## [TASK TO CARRY OUT]
Please continue the news transcript below about Guillain-Barre syndrome in Colombia, starting after its last line.

## [PROVIDED PASSAGE]
»»
NURITH AIZENMAN, BYLINE: Researcher Beatriz Parra Patino opens the freezer section of a white refrigerator and takes out a tray of test tubes.

BEATRIZ PARRA PATINO: I have the samples that I need to test today. So we have one, two, three, four, five, six, seven, eight, nine, 10 – like 14 samples to test.

AIZENMAN: The tubes are mostly filled with diluted blood or saliva. Parra says to her, each one represents a human being.

PARRA: A human being, that’s right. And I treat the tubes like if I was treating the person, so with respect and trying to do my best.

AIZENMAN: Because the fact that a person’s body fluids are in one of these tubes means there’s a good chance that right now that person is suffering the excruciating effects of Guillain-Barre syndrome. It’s a temporary condition in which your immune system starts attacking your nerve cells. People can lose the ability to walk, to smile, even to breathe. You get a sense of just how bad it can get at one of the hospitals that is sending these fluid samples to Parra. It’s about 400 miles on the other side of Colombia in a city called Cucuta, an area with a lot of Zika cases.

UNIDENTIFIED WOMAN: (Speaking Spanish).

AIZENMAN: The head of neurology, Dr. Jairo Lizarazo, is visiting some of his latest Guillain-Barre patients.

JAIRO LIZARAZO: (Speaking Spanish).
««
## [EXTRACTED INFORMATION]
»»
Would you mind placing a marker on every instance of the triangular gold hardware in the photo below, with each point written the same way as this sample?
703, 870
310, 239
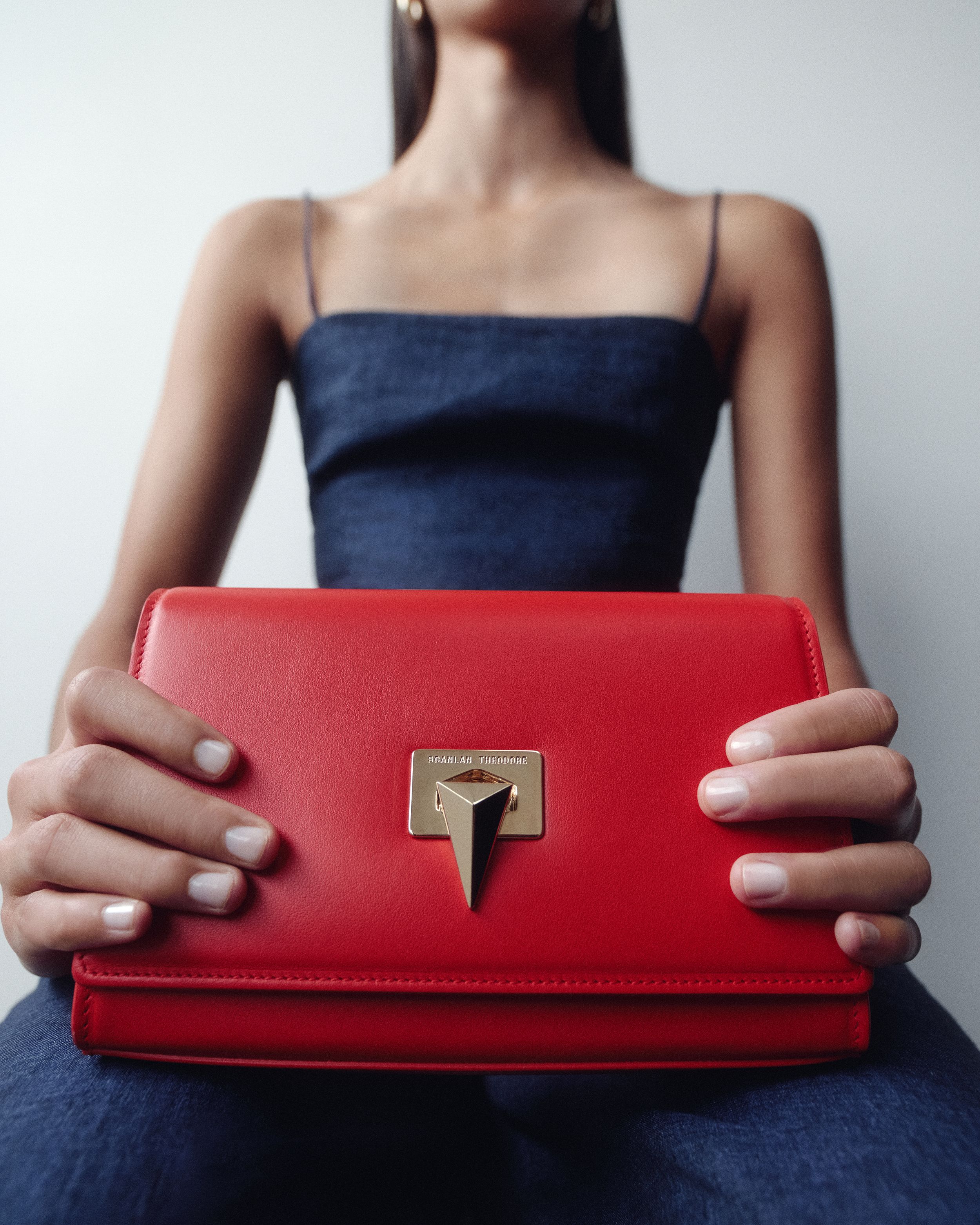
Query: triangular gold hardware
473, 805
««
## [EXERCISE RESULT]
AIZENMAN: “One of them is a young doctor,” he says, “one of my own students.” He finds Dr. Karina Luque collapsed in her hospital bed. Her face muscles are so stiff, it’s hard for her to speak.

KARINA LUQUE: (Speaking Spanish).

AIZENMAN: “When I sit up or when I talk a lot, I have to stop for awhile because I get really tired,” she says. Lizarazo pulls back a curtain to reveal another patient, an older woman hooked up to breathing tubes. She’s been on them for several days, he says.

LIZARAZO: (Speaking Spanish).

AIZENMAN: This is the most serious case.

Guillain-Barre is usually rare. At this hospital, Lizarazo sees about half a dozen cases a year. But he says since the Zika outbreak started…

LIZARAZO: (Speaking Spanish).

AIZENMAN: “Every one or two days, we get a new case.” It’s a pattern not just across Colombia, but in four other countries where Zika is spreading in a big way, which is where Carlos Pardo, an expert on neurology and neuroimmunology, comes in.

CARLOS PARDO: I got a call from one of my colleagues in Colombia who was telling me about this initial outbreak of cases of Guillain-Barre.

AIZENMAN: Pardo grew up in Colombia. But he’s currently a professor at Johns Hopkins University School of Medicine in Baltimore, where I reached him by phone.

PARDO: I immediately made the connection that this may be related with Zika.

AIZENMAN: He moved fast to set up a study, getting not just Dr. Lizarazo but doctors at four other hospitals in Colombia to collect fluid samples – blood, saliva, urine and spinal fluid, from their Guillain-Barre patients. Pardo wants to analyze the antibodies these patients have produced because he thinks that at the same time that those antibodies are fighting the virus, they’re also latching onto nerve cells that have a component that look like Zika.

PARDO: So in other words, the immune attack is confusing elements of the nervous system.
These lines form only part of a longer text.